---------- Study text

Two reports released this week shed light on the current state of type 2 diabetes in this country, and their conclusions are both promising and sobering. First, the good news: An article in The New England Journal of Medicine shows that rates of diabetes-related problems like heart attack, stroke, and lower-limb amputation are down by more than 50% over the last two decades.
Now the bad news: during the same time period, the number of people with diabetes has soared, according to a report in the Annals of Internal Medicine. In the early 1990s, 5.5% of adults had diabetes. By 2010, the number had nearly doubled, to 9.3%. That translates into about 21 million American adults living with diabetes.
Although Americans are doing a better job of controlling their diabetes, they’re falling far short at preventing it. “The major reason why the prevalence of diabetes is going up is an increase in the number of people who are overweight and obese,” explains Dr. Osama Hamdy, medical director of the Obesity Clinical Program at the Harvard-affiliated Joslin Diabetes Center and author of The Diabetes Breakthrough, a newly published book from Harvard Health Publishing.
Nearly 70% of Americans are overweight or obese. And unless something is done to reverse this trend, millions more could edge closer to diabetes.
The obesity–diabetes connection
To describe how being overweight contributes to type 2 diabetes, Dr. Hamdy uses an automotive analogy. “You have more tissue in your body, so you require more glucose [sugar]. Just as if you have a bigger car, you need more gas,” he says. Insulin—the hormone that moves glucose from the blood into the tissues for use and storage—is like the key to that car.

--------------------
---------- Information given

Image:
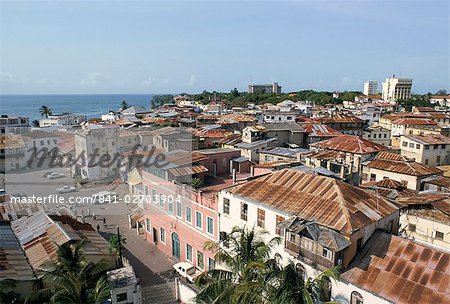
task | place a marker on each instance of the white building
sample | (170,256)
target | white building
(370,88)
(395,88)
(433,149)
(264,88)
(14,124)
(93,143)
(64,119)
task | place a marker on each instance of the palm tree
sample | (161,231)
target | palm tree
(251,276)
(7,294)
(45,111)
(288,285)
(241,253)
(73,279)
(124,105)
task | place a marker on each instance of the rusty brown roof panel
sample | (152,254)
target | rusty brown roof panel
(331,203)
(350,143)
(391,272)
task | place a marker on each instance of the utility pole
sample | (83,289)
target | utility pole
(120,248)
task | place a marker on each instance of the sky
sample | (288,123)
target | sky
(95,47)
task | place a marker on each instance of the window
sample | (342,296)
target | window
(198,220)
(148,226)
(278,220)
(211,264)
(179,209)
(356,298)
(170,203)
(439,236)
(200,260)
(188,214)
(261,218)
(226,206)
(189,253)
(162,235)
(209,225)
(244,211)
(122,297)
(154,196)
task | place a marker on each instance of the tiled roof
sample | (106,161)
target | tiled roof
(350,143)
(339,118)
(399,164)
(401,271)
(331,203)
(318,130)
(414,121)
(431,139)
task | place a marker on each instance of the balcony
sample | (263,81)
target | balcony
(307,256)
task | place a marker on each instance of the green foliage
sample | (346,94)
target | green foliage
(159,100)
(73,279)
(249,275)
(197,183)
(124,105)
(35,123)
(45,111)
(114,243)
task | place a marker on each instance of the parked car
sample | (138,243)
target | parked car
(66,189)
(47,173)
(105,197)
(55,175)
(187,271)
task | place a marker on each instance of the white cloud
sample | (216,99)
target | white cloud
(192,80)
(94,79)
(147,82)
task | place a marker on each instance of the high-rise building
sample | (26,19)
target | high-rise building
(395,88)
(264,88)
(370,88)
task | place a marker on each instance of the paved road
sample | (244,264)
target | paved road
(150,265)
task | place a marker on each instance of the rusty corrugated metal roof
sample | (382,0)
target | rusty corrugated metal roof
(350,143)
(399,164)
(401,271)
(329,202)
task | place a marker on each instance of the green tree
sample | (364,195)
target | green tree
(35,123)
(7,293)
(124,105)
(73,279)
(45,111)
(197,183)
(240,281)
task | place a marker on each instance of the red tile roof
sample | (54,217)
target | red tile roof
(401,271)
(350,143)
(331,203)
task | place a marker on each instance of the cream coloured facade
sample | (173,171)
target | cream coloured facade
(396,88)
(423,226)
(428,150)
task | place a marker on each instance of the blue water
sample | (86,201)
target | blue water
(91,105)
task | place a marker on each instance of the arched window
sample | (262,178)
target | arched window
(356,298)
(278,258)
(301,270)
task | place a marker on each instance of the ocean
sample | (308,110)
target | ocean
(91,105)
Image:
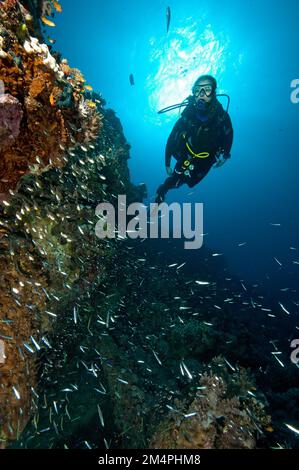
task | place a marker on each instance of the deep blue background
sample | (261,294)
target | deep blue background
(254,55)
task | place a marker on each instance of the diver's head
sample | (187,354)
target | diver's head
(204,91)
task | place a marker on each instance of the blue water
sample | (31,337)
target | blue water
(252,50)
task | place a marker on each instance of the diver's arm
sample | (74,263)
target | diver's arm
(227,142)
(228,138)
(171,142)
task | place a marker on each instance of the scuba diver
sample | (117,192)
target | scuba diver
(200,139)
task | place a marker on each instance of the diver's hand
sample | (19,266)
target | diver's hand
(221,160)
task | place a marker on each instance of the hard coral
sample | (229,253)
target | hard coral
(212,421)
(50,103)
(10,118)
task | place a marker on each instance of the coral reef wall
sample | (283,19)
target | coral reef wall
(53,133)
(109,343)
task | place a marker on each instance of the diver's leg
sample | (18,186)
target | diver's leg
(174,181)
(198,176)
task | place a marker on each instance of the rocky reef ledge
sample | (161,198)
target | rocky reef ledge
(105,343)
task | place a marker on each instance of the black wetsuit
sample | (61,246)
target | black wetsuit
(193,136)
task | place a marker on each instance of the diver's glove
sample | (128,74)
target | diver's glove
(221,160)
(169,170)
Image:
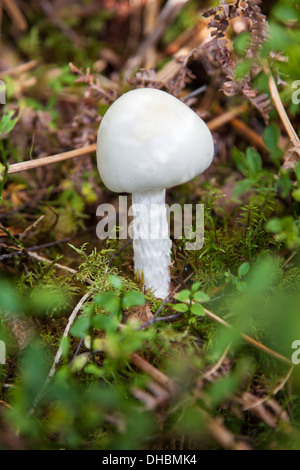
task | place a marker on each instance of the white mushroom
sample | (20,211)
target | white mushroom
(149,141)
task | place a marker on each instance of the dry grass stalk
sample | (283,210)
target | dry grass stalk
(28,165)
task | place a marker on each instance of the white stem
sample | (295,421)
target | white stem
(151,242)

--------------------

Your assignment:
Copy everything in the diabetes article from "Two reports released" down to "living with diabetes.", and swap "sobering" for "worrying".

Your response:
Two reports released this week shed light on the current state of type 2 diabetes in this country, and their conclusions are both promising and worrying. First, the good news: An article in The New England Journal of Medicine shows that rates of diabetes-related problems like heart attack, stroke, and lower-limb amputation are down by more than 50% over the last two decades.
Now the bad news: during the same time period, the number of people with diabetes has soared, according to a report in the Annals of Internal Medicine. In the early 1990s, 5.5% of adults had diabetes. By 2010, the number had nearly doubled, to 9.3%. That translates into about 21 million American adults living with diabetes.